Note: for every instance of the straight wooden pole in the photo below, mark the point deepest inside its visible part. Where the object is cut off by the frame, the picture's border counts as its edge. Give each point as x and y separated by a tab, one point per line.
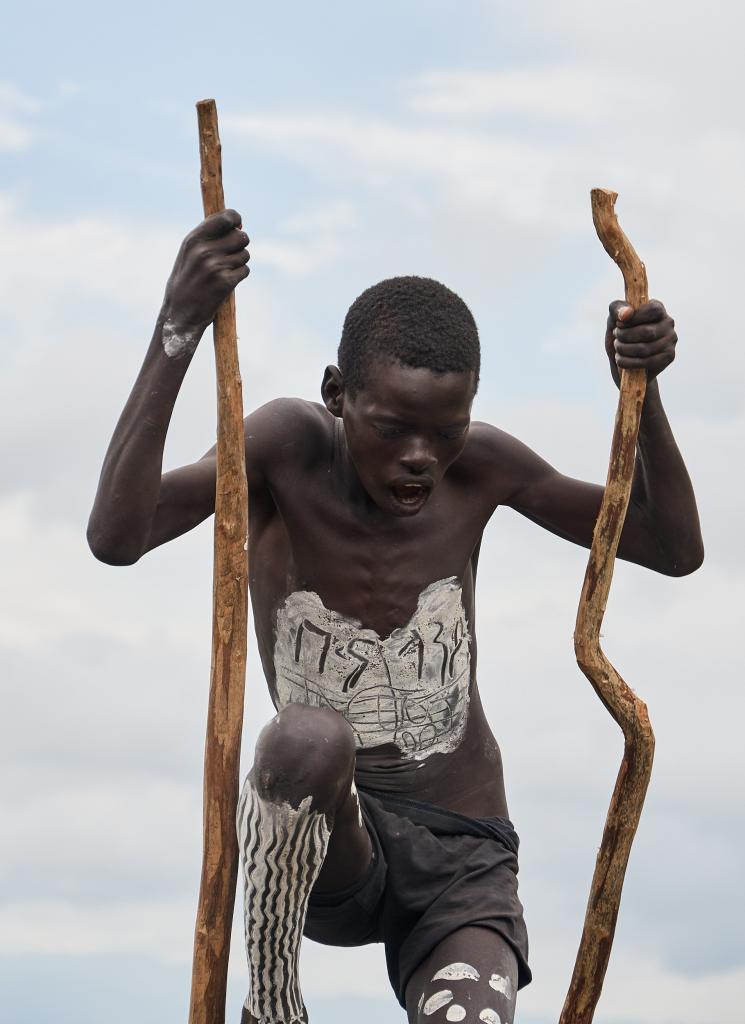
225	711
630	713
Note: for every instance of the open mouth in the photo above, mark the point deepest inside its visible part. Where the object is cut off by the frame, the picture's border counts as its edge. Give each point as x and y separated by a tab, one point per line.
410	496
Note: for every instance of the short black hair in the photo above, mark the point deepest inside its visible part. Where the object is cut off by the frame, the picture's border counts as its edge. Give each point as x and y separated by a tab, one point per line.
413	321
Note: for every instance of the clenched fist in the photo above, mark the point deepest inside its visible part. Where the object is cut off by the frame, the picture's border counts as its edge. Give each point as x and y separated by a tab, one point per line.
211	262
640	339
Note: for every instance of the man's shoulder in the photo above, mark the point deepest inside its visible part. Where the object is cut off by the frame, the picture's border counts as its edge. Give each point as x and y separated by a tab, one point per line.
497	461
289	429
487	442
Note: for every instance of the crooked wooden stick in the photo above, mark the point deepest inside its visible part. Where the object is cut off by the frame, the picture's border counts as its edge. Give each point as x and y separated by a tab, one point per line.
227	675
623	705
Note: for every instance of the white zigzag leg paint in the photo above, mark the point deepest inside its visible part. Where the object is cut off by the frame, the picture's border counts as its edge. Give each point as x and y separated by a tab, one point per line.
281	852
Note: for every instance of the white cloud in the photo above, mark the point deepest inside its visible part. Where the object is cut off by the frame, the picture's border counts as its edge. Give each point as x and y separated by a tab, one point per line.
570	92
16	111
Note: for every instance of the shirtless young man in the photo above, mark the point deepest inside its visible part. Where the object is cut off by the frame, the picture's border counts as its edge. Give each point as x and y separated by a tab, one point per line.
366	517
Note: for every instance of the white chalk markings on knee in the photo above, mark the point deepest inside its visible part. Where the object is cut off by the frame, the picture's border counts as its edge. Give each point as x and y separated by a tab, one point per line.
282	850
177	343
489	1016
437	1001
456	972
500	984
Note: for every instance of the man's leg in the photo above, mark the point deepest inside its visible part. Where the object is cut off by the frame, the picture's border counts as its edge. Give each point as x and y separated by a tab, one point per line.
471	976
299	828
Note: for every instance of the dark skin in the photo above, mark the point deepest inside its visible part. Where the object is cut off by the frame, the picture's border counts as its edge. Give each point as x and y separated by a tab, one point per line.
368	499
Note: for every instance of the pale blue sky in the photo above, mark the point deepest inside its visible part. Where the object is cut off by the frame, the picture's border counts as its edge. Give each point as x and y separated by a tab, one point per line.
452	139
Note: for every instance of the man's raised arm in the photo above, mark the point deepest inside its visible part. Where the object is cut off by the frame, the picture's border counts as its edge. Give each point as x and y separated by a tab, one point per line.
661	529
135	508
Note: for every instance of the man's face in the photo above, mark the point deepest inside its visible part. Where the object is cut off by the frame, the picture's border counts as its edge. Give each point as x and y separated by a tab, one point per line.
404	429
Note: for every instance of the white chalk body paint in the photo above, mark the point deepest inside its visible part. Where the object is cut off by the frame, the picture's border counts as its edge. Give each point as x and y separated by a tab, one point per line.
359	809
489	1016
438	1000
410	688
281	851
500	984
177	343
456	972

--- --- ---

Each record above goes into the copy unchanged; the pictures do not.

Note: for every instance of the straight wooden pole in the photo below, mark the point deepest inside its visible part. Where the object is cut off by the frame, the picture's border counts as its edge. Give each point as x and y separated by a tab, one point per line.
225	711
630	713
Note: for every instance of the open mouth in the photo above, mark the point deepest inside its visible part. Where the object is cut off by the frame, the picture's border counts as its edge. Give each point as x and y separated by a tab, one point per line.
410	496
Note: for every instance of the short black hair in the photo above, mark the point deepest inside its visible part. Where the object is cut off by the frame, the picture's border counts as its edge. Give each point as x and y separated by a tab, one point per line.
413	321
Note: for every instance of the clenched fist in the photo above, mark the point deepest inside its visible part. Where the object is cut off by the frame, the picture's border counts as its edge. Give each point as x and y separated by a tab, one point per line.
211	262
640	339
Note: for every instance of the man's shoulder in the photo above, mark the point deepest inside its visible part. Where the object is cut off by the frame, the picture's border counts as its edge. Give each point as x and y separated by a tab, one point per line.
497	461
289	429
487	442
Note: for every instance of the crooked wooden stick in the photo above, mark the point deepest inside its visible part. Where the object is cut off by the frame, the picture's border counts as its edge. Give each point as x and y separated by a tab, one point per line.
227	675
623	705
Note: for every instance of the white zigzag leg paint in the photo above, mark the point deepest inside its visible part. Where the object is cut off by the frame, the picture's border counts as its edge. Give each point as x and y separated by a tab, one point per line.
281	852
Note: for every instance of the white cloud in the photo above, mark the point deepest inside its visible part. Where the object is cut off by the frame, the picture's border counts as its edge. Give each point as x and y separated by a tab, one point per line.
570	92
16	111
Note: for every instance of the shirtless young man in the photo above, mark the point deepest inside its visible part. Where the object is cut off by the frame, the picture's border counts as its edge. Give each point as x and y separated by a tab, one point per line.
366	517
Note: for every instance of the white chalk markings on knee in the photo above, mark the point deepest inside its visible part. Where the object is cut off by the frame, the picture's border counts as its edge. Give each point as x and y separated by a tab, one point per line.
282	850
177	343
489	1016
437	1001
456	972
500	984
Note: for every instance of the man's leg in the photo above, mark the point deepest inside its visible part. Where the object is cut off by the frame, the picture's border counts as its edge. Give each point as x and y separated by a tab, one point per line.
471	976
299	828
Note: for every instance of the dark skin in the photo above, mark the point deepest inside its visible part. Where the object is cut off by the frame, the picture's border counts as its edge. Give each point as x and y separated by a tab, one point per line.
368	499
Note: for every instance of the pale blue sky in the photo above, mark the point deepest inside its visible part. Where the object is cut off by the frame, the picture's border counts as its edge. Give each point as x and y separated by a tab, one point per line.
452	139
Note: for every instance of the man's raised arm in the photo above, mark the point deepest inside its visible part. Where the object is cut off by the frame, the picture's border counts as its edge. Give each point as x and y separated by a tab, one point per line.
661	529
135	508
Note: for every instance of the man's face in the photo above, mark the point deepest inside its visible part. Where the object is cut off by the frame, the picture's border counts as its edge. Give each point as x and y separated by a tab, one point per line.
404	429
Note: for every instance of the white chalk body paint in the photo above, mark the point deepest inside its visible part. Where the object is cut off by the frame, the picture's border counts as its edge. Give each point as x and y separated by a tab, one point per line.
359	809
489	1016
438	1000
410	688
281	851
500	984
177	343
456	972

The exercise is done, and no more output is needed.